Task goal:
Without the images, set down each entry exactly.

Supplied data:
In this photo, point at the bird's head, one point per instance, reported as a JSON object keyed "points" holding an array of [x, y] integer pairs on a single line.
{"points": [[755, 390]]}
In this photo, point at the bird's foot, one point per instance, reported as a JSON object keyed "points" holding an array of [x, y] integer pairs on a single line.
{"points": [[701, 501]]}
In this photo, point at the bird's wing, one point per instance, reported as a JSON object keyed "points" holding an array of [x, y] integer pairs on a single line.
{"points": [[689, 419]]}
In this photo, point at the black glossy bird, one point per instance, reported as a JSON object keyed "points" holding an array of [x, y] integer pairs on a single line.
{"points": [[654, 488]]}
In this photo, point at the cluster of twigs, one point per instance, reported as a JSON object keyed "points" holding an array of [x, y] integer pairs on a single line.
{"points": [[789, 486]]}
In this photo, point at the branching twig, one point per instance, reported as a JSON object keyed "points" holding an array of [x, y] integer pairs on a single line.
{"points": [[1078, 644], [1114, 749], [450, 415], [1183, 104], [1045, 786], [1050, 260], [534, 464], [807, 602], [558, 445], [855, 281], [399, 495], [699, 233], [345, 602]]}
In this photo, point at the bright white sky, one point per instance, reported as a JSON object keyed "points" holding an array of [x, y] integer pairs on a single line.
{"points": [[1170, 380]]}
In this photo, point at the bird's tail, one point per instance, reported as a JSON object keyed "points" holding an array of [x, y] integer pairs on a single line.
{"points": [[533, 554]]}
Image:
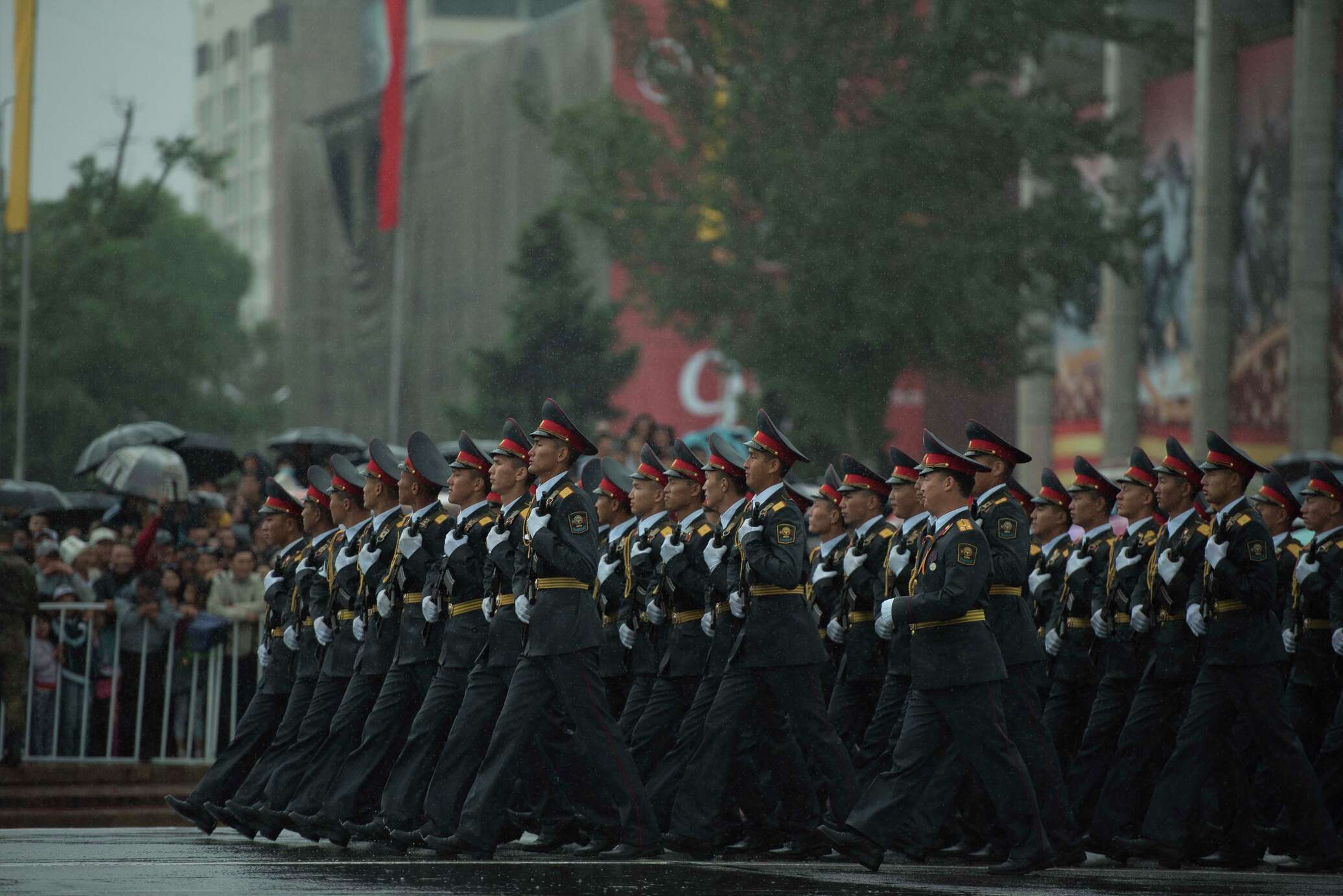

Solution for this task:
In this photo, point at the bird's head, one point per instance, reported as a JSON object keyed "points" holding an array of [x, y] integer pairs on a single line.
{"points": [[755, 390]]}
In this photo, point at the bird's foot, one point per instance, reported as a JSON object keyed "points" holding an array of [x, y] integer pairs on a single line.
{"points": [[701, 501]]}
In this photo, point at the bird's wing, one point per instance, reported as a JSON object keyed "points" holding an array of [x, y] integer pairs on a single line.
{"points": [[689, 419]]}
In this photo, point at the black glossy bird, one point per instance, reported as a JSON object keyed "points" holding an array of [x, y] integer pairs on a single line.
{"points": [[654, 488]]}
In this photo, point at the cluster of twigs, one point per instance, reported as a JSON object keyed "points" holding an array of [x, y] integer pairs on a single line.
{"points": [[789, 486]]}
In this photo, point at the branching twig, one point per instance, reported as a JSON object keyed "points" holding an array of [x, y] integer pairs on a single line.
{"points": [[1078, 644], [1114, 749], [450, 415], [1183, 104], [1045, 786], [1050, 260], [534, 464], [807, 602], [558, 445], [855, 281], [399, 495], [699, 233], [345, 602]]}
In this photo, point at the bright white sky, one point per instance, reported as a JSON object keyed "points" holding an array of [x, y] integer pairs on a single line.
{"points": [[1170, 380]]}
In this photo, point at the bird's tail, one point per instance, reported as a JSON object keyed "points" holding an array of [x, y] integer pairs on a single line.
{"points": [[533, 554]]}
Image:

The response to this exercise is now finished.